Page text:
Having treated her hospital's first COVID-19 patient O'Sullivan spent days on a ventilator having succumbed to the virus herself, before long she was back fighting on the frontline.
Amy O'Sullivan, an 18-year Emergency Room veteran, has been named among the TIME100, an annual list of the 100 most influential people in the world. The issue has eight worldwide covers, each highlighting a member of the TIME100: immunologist Dr. Anthony Fauci, performer The Weeknd, Alphabet CEO Sundar Pichai, COVID-19 frontline nurse Amy O'Sullivan, actor Gabrielle Union, and athlete Dwyane Wade, performer Megan Thee Stallion, President of Taiwan Tsai Ing-wen, and Black Lives Matter founders Patrisse Cullors, Alicia Garza and Opal Tometi.
O'Sullivan was named on the list to represent the "army of health care workers" battling on the frontline against the coronavirus pandemic.
In TIME, Katie Couric wrote of the Wyckoff hospital, Brooklyn, nurse "She treated the first COVID-19 patient at the hospital, who became the city’s first death in early March before the importance of PPE was truly understood. Amy began displaying symptoms a few days later. After she was intubated and spent four days on a ventilator, she went home to rest for less than two weeks before returning to work.
"Amy is just one of the millions of health care workers worldwide who risked everything to serve others. Many moved into hotels, spare bedrooms, even garages at the height of the pandemic to protect their families. From doctors to janitors, the entire ecosystem that keeps a hospital functioning became a new kind of ground zero, their exhausted eyes conveying competence and compassion. There are two simple words for their heroism: Thank you."

Record set:
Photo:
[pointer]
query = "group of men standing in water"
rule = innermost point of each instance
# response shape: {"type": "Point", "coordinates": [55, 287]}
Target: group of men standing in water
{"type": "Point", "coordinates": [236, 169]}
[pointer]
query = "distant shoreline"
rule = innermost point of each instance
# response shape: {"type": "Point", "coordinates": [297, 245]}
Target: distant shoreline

Your assignment:
Extend the article on nurse Amy O'Sullivan's TIME100 recognition, picking up after its final sentence.

Exercise result:
The TIME100 often includes surprising pairings of the list members and the guest contributors TIME selects to write about them. The seventeenth annual list includes Denzel Washington on Michael B. Jordan, Derek Jeter on Patrick Mahomes, Common on Angela Davis, Ted Cruz on Tsai Ing-wen, Oprah Winfrey on Tyler Perry, Taylor Swift on Phoebe Waller-Bridge, Elizabeth Warren on Ady Barkan, Stevie Wonder on Yo-Yo Ma, Maya Moore on Naomi Osaka, Leonardo DiCaprio on Nemonte Nenquimo, Cyndi Lauper on Billy Porter, Deepika Padukone on Ayushmann Khurrana, Lena Waithe on Michaela Coel, Ayanna Pressley on Kamala Harris, Tilda Swinton on Bong Joon Ho, Kim Kardashian West on JoJo Siwa, Melinda Gates on MacKenzie Scott, Ronan Farrow on Julie K. Brown, Timothy Geithner on Jerome Powell, Jennifer Garner on Greg Berlanti and many more.
In addition to these eight covers, the issue will also feature a new cover and a special tribute commemorating Supreme Court Justice Ruth Bader Ginsburg, who was featured on the TIME100 list in 2015.
As the world went on lockdown, an army of healthcare workers went to battle COVID-19—including Amy O'Sullivan. The nurse spent days on a ventilator after treating her hospital's first COVID-19 patient. But soon, she was back on the front lines #TIME100 https://t.co/ExxGcEjakD
— TIME (@TIME) September 23, 2020
Of the 2020 TIME100 list, TIME CEO and editor in chief Edward Felsenthal writes "This year's list looks far different than any of us could have predicted just six months ago. The TIME 100 has always been a mirror of the world and those who shape it. While you will certainly find people who wield traditional power on this year's list—heads of state, CEOs, major entertainers—it also includes many extraordinary, lesser-known individuals who seized the moment to save lives, build a movement, lift the spirit, repair the world... Their work challenges each of us to wield our own influence toward a world that is healthier, more resilient, more sustainable, and just."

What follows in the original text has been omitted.